• Extract provided
·····

Breastfeeding is best, but what happens when something goes wrong? And why do so many women struggle with this "natural" process even after carefully following all the well-meaning advice they've gotten from their health care providers? Not surprisingly, some women have more difficulty than others and there are many factors associated with experiencing breastfeeding problems especially in the first week after birth. For example, being African-American, having less than a high school education, and being poor are all associated with suboptimal breastfeeding outcomes. Recent studies also consistently show that being overweight or obese increases the chance that a woman will suffer breastfeeding problems. With burgeoning rates of obesity and a continued public health effort to promote breastfeeding, researchers are scrambling to figure out why overweight women have trouble breastfeeding and what can be done to circumvent this predicament.
On April 25, two talks concerning the potential benefits of intensive breastfeeding support for obese women will be presented at the Experimental Biology 2010 meeting in Anaheim. These presentations are part of the scientific program of the American Society for Nutrition, the nation's leading nutrition research society. Scientists from the University of Connecticut, Hartford's Hispanic Health Council, the Hartford Hospital, and Yale University will speak. Their findings provide compelling evidence that peer counseling and support can substantially improve breastfeeding success among these at-risk ladies.
These studies, which were prompted by a sincere desire to "really understand whether obese women could be more successful at breastfeeding if they have help," were spearheaded by Dr. Donna Chapman, Assistant Director of the Center for Eliminating Health Disparities among Latinos (CEHDL) in Hartford, CT and graduate student Katie Morel. Using a very powerful scientific method employing randomization and intervention groups, Chapman and Morel studied 154 women recruited during pregnancy. All of the women involved in the study were overweight or obese (body mass index > 27 kg/m2) and hoping to successfully breastfeed. In general, the study's subjects were predominantly Puerto Rican, low-income, and had less than a high-school education. Whereas all of the participants received standard information concerning the benefits of breastfeeding, 76 of them were randomly chosen to also receive intensive, hands-on breastfeeding support from specially trained peer counselors. For instance, women in the "intervention" group were visited three times in their homes during late pregnancy and 11 more times in the first few months after birth. During these visits, the peer counselors offered helpful advice to offset immediate problems and were able to provide breast pumps to women needing them. The researchers then documented whether there were benefits of the specialized peer counseling on breastfeeding success, infant health and in a subset of the women breastfeeding techniques.

·····

• Records provided
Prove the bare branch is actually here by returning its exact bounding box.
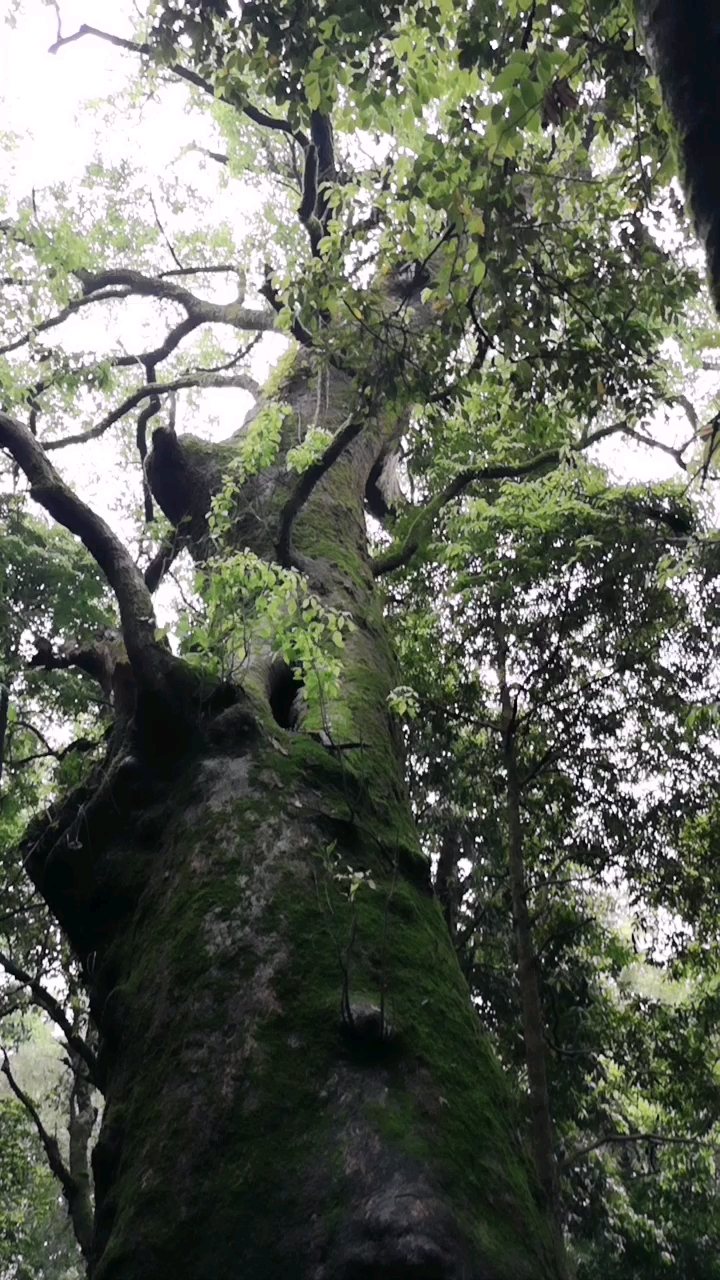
[0,951,97,1084]
[0,685,10,795]
[277,415,365,568]
[0,412,167,689]
[373,422,638,577]
[561,1133,720,1169]
[0,1050,91,1258]
[74,268,271,333]
[49,22,307,147]
[42,374,260,453]
[0,288,131,356]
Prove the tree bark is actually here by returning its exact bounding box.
[19,351,560,1280]
[637,0,720,311]
[496,611,568,1275]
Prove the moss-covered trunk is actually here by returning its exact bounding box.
[635,0,720,310]
[23,356,557,1280]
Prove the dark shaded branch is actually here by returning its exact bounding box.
[0,1050,91,1258]
[42,374,260,453]
[74,268,275,332]
[0,685,10,795]
[49,22,307,146]
[0,951,97,1083]
[373,422,630,577]
[637,0,720,311]
[259,264,313,347]
[0,412,169,689]
[277,415,365,568]
[560,1133,720,1169]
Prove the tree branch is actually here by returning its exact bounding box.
[74,268,275,332]
[0,1050,91,1258]
[373,422,632,577]
[49,22,307,147]
[560,1133,720,1169]
[0,412,169,690]
[42,374,260,453]
[0,951,97,1085]
[277,415,365,568]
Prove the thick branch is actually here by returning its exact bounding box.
[42,374,260,453]
[0,413,167,689]
[0,951,97,1083]
[74,268,275,333]
[277,416,365,568]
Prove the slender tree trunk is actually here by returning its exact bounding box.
[635,0,720,310]
[19,352,560,1280]
[496,611,568,1275]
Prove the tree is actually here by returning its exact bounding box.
[0,0,712,1280]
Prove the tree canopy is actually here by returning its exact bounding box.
[0,0,720,1280]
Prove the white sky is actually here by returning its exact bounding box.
[0,0,719,517]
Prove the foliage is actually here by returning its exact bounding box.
[0,0,720,1280]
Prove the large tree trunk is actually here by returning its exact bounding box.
[20,352,559,1280]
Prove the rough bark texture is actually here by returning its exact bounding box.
[20,353,559,1280]
[637,0,720,311]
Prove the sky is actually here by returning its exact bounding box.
[0,0,720,519]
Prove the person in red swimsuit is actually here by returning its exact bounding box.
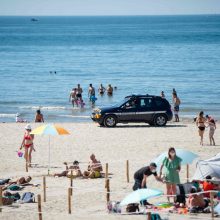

·····

• Complete the following
1. In the breastfeeding article, how many women did Chapman and Morel study?
2. Rewrite everything in the breastfeeding article from "On April 25, two" down to "these at-risk ladies.", putting "mothers" in place of "ladies".
3. Carry the article on breastfeeding support for obese women forward from its final sentence.

• Answers by task
1. They studied 154 women recruited during pregnancy.

2.
On April 25, two talks concerning the potential benefits of intensive breastfeeding support for obese women will be presented at the Experimental Biology 2010 meeting in Anaheim. These presentations are part of the scientific program of the American Society for Nutrition, the nation's leading nutrition research society. Scientists from the University of Connecticut, Hartford's Hispanic Health Council, the Hartford Hospital, and Yale University will speak. Their findings provide compelling evidence that peer counseling and support can substantially improve breastfeeding success among these at-risk mothers.

3.
As they had hoped, Chapman and her colleagues found that peer counseling substantially improved breastfeeding success. Whereas 16% and 46% of the women in the "control" group had stopped breastfeeding by 2 and 8 weeks postpartum, respectively, only 7% and 33% of the women in the "intervention" group had stopped. They also documented important effects of personalized breastfeeding support on infant nursing behaviors. And to add even more bang for the buck, babies of mothers who received the extra counseling were 3.5 times less likely to be hospitalized during their first 3 months of life. This was mostly due to lower rates of respiratory infections and fever.
Chapman concluded "With help, obese women can be very successful at breastfeeding. And not surprisingly, the more intensive the support, the more successful they can be." This should be reassuring to both women and their care providers who are striving to do the right thing in terms of maternal and infant care that is, support the myriad benefits of breastfeeding for both mom and baby.